_TASK PROMPT_
Could you format the lines below as a numbered list, skipping any blank lines?

....

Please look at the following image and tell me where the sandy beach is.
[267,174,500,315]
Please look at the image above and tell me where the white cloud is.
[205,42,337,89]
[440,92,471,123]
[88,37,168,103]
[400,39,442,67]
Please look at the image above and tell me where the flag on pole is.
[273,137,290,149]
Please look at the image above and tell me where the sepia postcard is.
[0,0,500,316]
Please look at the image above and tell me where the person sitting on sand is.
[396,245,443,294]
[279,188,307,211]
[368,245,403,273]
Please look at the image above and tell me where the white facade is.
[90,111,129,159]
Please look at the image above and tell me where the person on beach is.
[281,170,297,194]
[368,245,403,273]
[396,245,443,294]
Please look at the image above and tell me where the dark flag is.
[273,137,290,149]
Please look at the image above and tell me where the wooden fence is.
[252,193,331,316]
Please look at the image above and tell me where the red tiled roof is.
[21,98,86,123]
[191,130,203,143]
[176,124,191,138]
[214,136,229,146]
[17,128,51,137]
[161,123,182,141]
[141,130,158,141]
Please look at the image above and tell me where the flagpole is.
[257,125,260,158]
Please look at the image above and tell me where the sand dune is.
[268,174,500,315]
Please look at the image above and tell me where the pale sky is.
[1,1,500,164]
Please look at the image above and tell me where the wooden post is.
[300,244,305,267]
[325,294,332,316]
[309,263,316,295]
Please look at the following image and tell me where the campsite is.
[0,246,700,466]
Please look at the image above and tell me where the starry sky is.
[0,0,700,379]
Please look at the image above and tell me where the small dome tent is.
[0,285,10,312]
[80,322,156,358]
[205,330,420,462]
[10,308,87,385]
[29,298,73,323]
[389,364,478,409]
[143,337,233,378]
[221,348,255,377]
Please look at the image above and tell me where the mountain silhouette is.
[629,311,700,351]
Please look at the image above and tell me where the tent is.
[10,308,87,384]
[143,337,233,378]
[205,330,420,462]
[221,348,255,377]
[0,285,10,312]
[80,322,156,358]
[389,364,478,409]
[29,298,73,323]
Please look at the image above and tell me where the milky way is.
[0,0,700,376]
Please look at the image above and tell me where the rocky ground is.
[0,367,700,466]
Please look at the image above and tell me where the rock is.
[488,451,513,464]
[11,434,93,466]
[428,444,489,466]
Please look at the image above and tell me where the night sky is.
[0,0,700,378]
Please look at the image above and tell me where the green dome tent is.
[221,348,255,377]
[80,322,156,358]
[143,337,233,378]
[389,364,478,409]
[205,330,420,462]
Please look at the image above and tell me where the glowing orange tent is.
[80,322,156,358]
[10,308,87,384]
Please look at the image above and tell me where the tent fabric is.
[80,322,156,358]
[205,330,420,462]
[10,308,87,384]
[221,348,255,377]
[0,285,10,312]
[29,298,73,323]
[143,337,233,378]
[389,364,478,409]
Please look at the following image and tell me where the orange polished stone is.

....

_FULL SOLUTION_
1. Please look at the following image and tell me where the sandy beach is.
2. [267,174,500,315]
3. Please look at the image above and tell me where the white cloud is.
4. [205,42,337,89]
5. [440,92,471,123]
6. [88,37,168,103]
7. [400,39,442,67]
8. Please look at the image above and tell me where the flag on pole is.
9. [273,137,290,149]
10. Please look at the image above and tell me where the sepia postcard is.
11. [0,0,500,316]
12. Please look at the image above and tell me where the person sitting on sand is.
13. [396,245,443,294]
14. [279,188,307,211]
15. [368,245,403,273]
16. Please look at the image above and tell me where the white facade is.
17. [90,111,129,159]
18. Please look at the image above and tell me where the person on beach is.
19. [281,170,297,194]
20. [368,245,403,273]
21. [396,245,443,294]
22. Please look at the image above and tell me where the dark flag is.
23. [273,137,290,149]
24. Please look at the image above and tell me where the wooden fence is.
25. [252,193,331,316]
26. Please look at the image above and tell me where the red tiled roof is.
27. [21,98,86,123]
28. [191,130,203,143]
29. [176,124,191,138]
30. [214,136,229,146]
31. [17,128,51,137]
32. [161,123,182,141]
33. [141,130,158,141]
34. Please look at the image above and tell me where the flagpole is.
35. [257,125,260,158]
36. Please look at the image above and tell me where the sand dune is.
37. [268,174,500,315]
38. Please look at the image above and tell me where the pale sky is.
39. [1,1,500,164]
40. Please look at the image above and tell me where the wooden post is.
41. [300,244,305,267]
42. [325,294,332,316]
43. [309,263,316,295]
44. Please look at the following image and tell me where the campsite is.
45. [0,246,700,466]
46. Please look at the image above and tell me where the starry sky is.
47. [0,0,700,379]
48. Please look at the image above and tell me where the small dome tent is.
49. [0,285,10,312]
50. [80,322,156,358]
51. [205,330,420,462]
52. [10,308,87,385]
53. [29,298,73,323]
54. [389,364,478,409]
55. [143,337,233,378]
56. [221,348,255,377]
57. Please look at the image above and tell me where the mountain silhouette is.
58. [629,311,700,351]
59. Please look at the image above and tell me where the tent is.
60. [10,308,87,384]
61. [143,337,233,378]
62. [205,330,420,462]
63. [221,348,255,377]
64. [0,285,10,312]
65. [80,322,156,358]
66. [389,364,478,409]
67. [29,298,73,323]
68. Please look at the image above and tell me where the milky way is.
69. [0,0,700,376]
70. Please look at the image above and tell me where the rocky ground is.
71. [0,367,700,466]
72. Please look at the image above and tell me where the rock is.
73. [488,451,513,464]
74. [11,434,93,466]
75. [428,444,489,466]
76. Please look at the image above and tell me where the night sky is.
77. [0,0,700,378]
78. Please look at the image above and tell me where the green dome tent is.
79. [221,348,255,377]
80. [80,322,156,358]
81. [143,337,233,378]
82. [389,364,478,409]
83. [205,330,420,462]
84. Please look at the image above and tell me where the glowing orange tent is.
85. [80,322,156,358]
86. [10,308,87,384]
87. Please look at the image above and tell me where the tent fabric is.
88. [80,322,156,358]
89. [205,330,420,462]
90. [10,308,87,384]
91. [221,348,255,377]
92. [0,285,10,312]
93. [29,298,73,323]
94. [143,337,233,378]
95. [389,364,478,409]
96. Please look at the following image and tell me where the orange polished stone is.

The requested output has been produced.